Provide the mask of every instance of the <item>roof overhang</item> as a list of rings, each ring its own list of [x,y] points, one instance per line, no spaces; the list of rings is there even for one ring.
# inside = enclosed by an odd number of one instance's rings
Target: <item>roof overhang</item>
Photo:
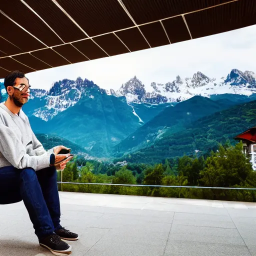
[[[256,0],[1,0],[0,78],[256,24]]]
[[[252,127],[236,136],[235,140],[244,140],[249,143],[256,143],[256,127]]]

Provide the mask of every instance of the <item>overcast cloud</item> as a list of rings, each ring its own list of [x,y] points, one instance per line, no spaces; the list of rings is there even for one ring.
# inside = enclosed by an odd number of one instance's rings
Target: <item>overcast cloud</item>
[[[177,75],[200,71],[219,80],[232,68],[256,72],[256,26],[196,40],[126,54],[27,74],[34,88],[48,90],[53,83],[78,76],[102,88],[117,90],[136,76],[146,88],[152,82],[165,83]]]

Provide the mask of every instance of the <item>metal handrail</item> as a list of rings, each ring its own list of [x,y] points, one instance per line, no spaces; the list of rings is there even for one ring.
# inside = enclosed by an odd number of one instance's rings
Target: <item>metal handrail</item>
[[[57,183],[62,184],[74,184],[78,185],[106,185],[112,186],[154,186],[157,188],[214,188],[218,190],[256,190],[256,188],[218,188],[214,186],[168,186],[164,185],[144,185],[142,184],[112,184],[112,183],[83,183],[79,182],[57,182]]]

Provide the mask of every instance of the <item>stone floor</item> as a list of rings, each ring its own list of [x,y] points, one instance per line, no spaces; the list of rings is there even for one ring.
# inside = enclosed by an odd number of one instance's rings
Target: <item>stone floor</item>
[[[60,192],[74,256],[256,256],[256,204]],[[0,206],[0,256],[53,255],[23,202]]]

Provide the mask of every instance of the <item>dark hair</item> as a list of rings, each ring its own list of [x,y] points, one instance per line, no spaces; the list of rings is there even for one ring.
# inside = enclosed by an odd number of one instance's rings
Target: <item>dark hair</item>
[[[4,84],[7,92],[7,87],[8,86],[14,86],[15,84],[15,80],[16,78],[26,78],[25,73],[23,71],[16,70],[11,72],[4,78]],[[27,78],[26,78],[28,79]]]

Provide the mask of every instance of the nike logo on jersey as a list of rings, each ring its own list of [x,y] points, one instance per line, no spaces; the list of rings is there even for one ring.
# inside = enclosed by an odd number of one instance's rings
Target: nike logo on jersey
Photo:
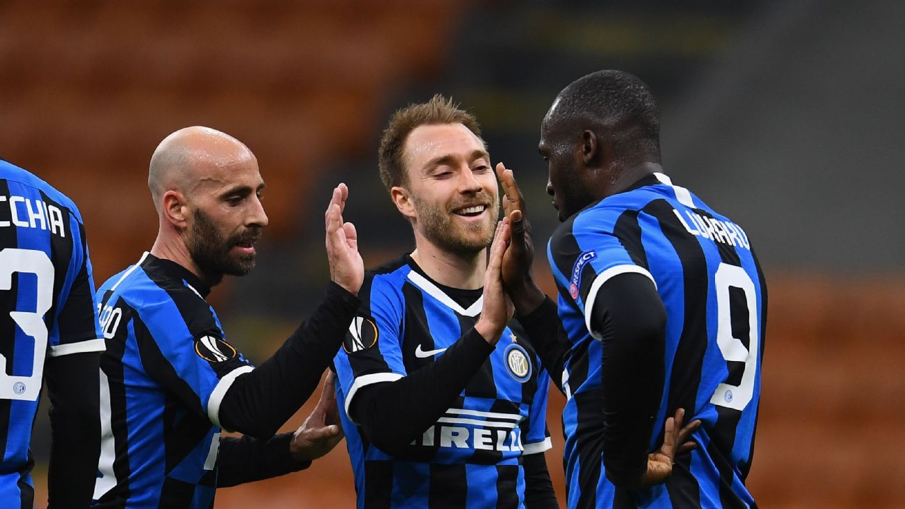
[[[414,356],[417,357],[418,359],[424,359],[425,357],[433,357],[443,351],[446,351],[445,348],[438,348],[437,350],[429,350],[427,351],[424,351],[421,350],[421,345],[419,344],[414,349]]]

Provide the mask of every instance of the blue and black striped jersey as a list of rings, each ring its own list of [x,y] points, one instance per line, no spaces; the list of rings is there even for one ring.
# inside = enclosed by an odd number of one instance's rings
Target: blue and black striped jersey
[[[521,456],[551,447],[549,378],[517,322],[453,405],[405,450],[380,450],[348,416],[357,390],[433,363],[472,329],[481,293],[440,285],[407,255],[366,274],[362,308],[334,360],[359,509],[524,506]]]
[[[562,374],[568,506],[754,507],[745,487],[760,399],[767,288],[748,235],[657,173],[563,223],[548,248],[571,349]],[[700,447],[665,485],[628,492],[601,467],[601,345],[590,333],[600,287],[637,273],[666,309],[665,382],[651,450],[679,408],[701,419]],[[625,388],[625,390],[631,390]]]
[[[0,307],[0,501],[4,507],[31,507],[29,443],[44,360],[100,351],[104,344],[78,208],[43,180],[4,160]]]
[[[213,507],[220,403],[252,368],[226,342],[209,292],[149,253],[98,291],[107,351],[96,506]]]

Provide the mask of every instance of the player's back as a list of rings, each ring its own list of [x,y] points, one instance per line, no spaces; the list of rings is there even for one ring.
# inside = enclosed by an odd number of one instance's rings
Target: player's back
[[[620,494],[601,472],[599,485],[592,489],[596,505],[754,505],[744,482],[760,395],[763,274],[736,223],[662,174],[642,184],[583,210],[551,239],[560,314],[573,342],[568,389],[590,394],[600,383],[600,363],[588,360],[599,356],[599,343],[587,333],[581,298],[595,292],[590,288],[595,280],[640,268],[656,284],[667,312],[666,378],[652,450],[662,442],[663,423],[676,408],[685,408],[688,420],[700,418],[703,426],[694,435],[700,447],[676,459],[665,485]],[[593,272],[583,281],[586,270]],[[575,297],[564,298],[564,293]],[[567,403],[567,427],[569,420],[588,425],[579,415],[581,402],[579,396]],[[566,449],[567,470],[580,471],[582,456],[587,456],[582,441],[570,437]],[[572,487],[586,491],[588,482]],[[570,506],[576,505],[577,498],[570,500]]]
[[[32,173],[0,160],[4,506],[18,506],[20,501],[31,506],[33,498],[29,442],[45,359],[102,350],[92,286],[84,229],[75,205]],[[71,293],[80,294],[71,298]]]

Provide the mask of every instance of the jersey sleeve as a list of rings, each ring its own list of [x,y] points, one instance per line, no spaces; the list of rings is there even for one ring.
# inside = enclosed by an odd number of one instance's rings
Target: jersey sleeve
[[[220,425],[220,404],[236,377],[253,368],[226,341],[207,303],[190,291],[157,292],[141,307],[135,335],[141,361],[188,408]]]
[[[57,331],[49,338],[51,357],[104,350],[84,227],[74,214],[70,225],[72,255],[58,298]]]
[[[400,346],[405,315],[400,290],[391,278],[376,276],[371,280],[367,294],[362,293],[361,307],[334,359],[338,389],[345,395],[346,415],[361,388],[395,381],[407,374]]]
[[[610,278],[636,273],[648,277],[643,248],[621,238],[617,219],[605,208],[592,208],[564,223],[550,238],[548,256],[562,298],[571,301],[591,331],[597,292]]]
[[[531,408],[528,415],[528,430],[522,440],[526,455],[542,453],[553,447],[550,432],[547,428],[547,399],[550,389],[550,375],[547,370],[540,367],[539,359],[537,364],[538,388],[531,399]]]

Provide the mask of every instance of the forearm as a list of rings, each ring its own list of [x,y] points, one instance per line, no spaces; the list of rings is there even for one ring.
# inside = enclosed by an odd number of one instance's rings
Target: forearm
[[[217,487],[228,487],[269,479],[308,468],[310,461],[295,461],[290,454],[292,433],[269,440],[251,437],[220,438],[217,454]]]
[[[543,301],[530,313],[519,315],[518,319],[550,374],[550,380],[561,391],[563,362],[569,350],[569,342],[559,321],[556,303],[544,295]]]
[[[404,448],[450,408],[493,348],[472,329],[435,362],[360,389],[352,401],[353,419],[380,449]]]
[[[666,312],[653,283],[639,274],[608,281],[593,311],[603,351],[604,466],[607,478],[631,489],[647,470],[662,396]]]
[[[280,350],[227,390],[220,407],[224,427],[261,439],[276,433],[317,388],[358,303],[330,283],[324,301]]]
[[[90,504],[100,454],[100,355],[76,353],[47,360],[52,435],[48,468],[49,507]]]

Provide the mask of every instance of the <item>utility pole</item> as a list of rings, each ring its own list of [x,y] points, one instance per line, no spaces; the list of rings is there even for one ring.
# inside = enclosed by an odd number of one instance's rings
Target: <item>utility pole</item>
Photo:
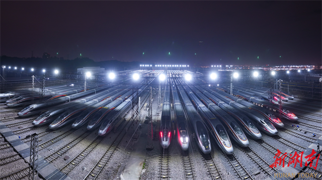
[[[31,135],[30,140],[30,158],[29,159],[29,174],[28,179],[34,180],[37,178],[38,172],[35,174],[38,166],[38,135]],[[38,172],[38,170],[37,170]]]
[[[152,87],[150,86],[150,98],[149,99],[148,123],[147,126],[147,145],[146,150],[151,150],[153,149],[153,124],[152,123]]]

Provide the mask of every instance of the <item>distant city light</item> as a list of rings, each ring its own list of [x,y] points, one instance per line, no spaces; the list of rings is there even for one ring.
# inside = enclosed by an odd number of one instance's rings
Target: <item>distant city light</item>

### WHAT YOU SHOULD DO
Copy the lines from the one containing "Provide the mask of every instance of the <item>utility" to the end of the records, swapping "distant city light" for "faraway city light" and keeping everything else the same. Leave the pictures out.

### EXERCISE ANSWER
Provide the mask of every instance of the <item>utility pole</item> as a list of rings, each ring its own list of [x,y] points, one instance per line, no spaces; the list of rings is there even for one ring.
# inside = enclosed by an odd number of one instance's rings
Target: <item>utility pole</item>
Photo:
[[[31,135],[30,140],[30,158],[29,159],[29,174],[28,179],[34,180],[37,178],[38,172],[35,174],[38,166],[38,135]],[[38,172],[38,170],[37,170]]]
[[[152,87],[150,86],[150,98],[149,99],[148,123],[147,126],[147,145],[146,150],[151,150],[153,149],[153,124],[152,123]]]

Provide the mask of every instance of the <item>faraway city light</item> as a list of rings, each ring its own list of [x,y] points, one instance per line, no spaces; the list of rings is there even for one ring.
# inside = enclosed by an odd number of one instance's rings
Target: <item>faraway city light</item>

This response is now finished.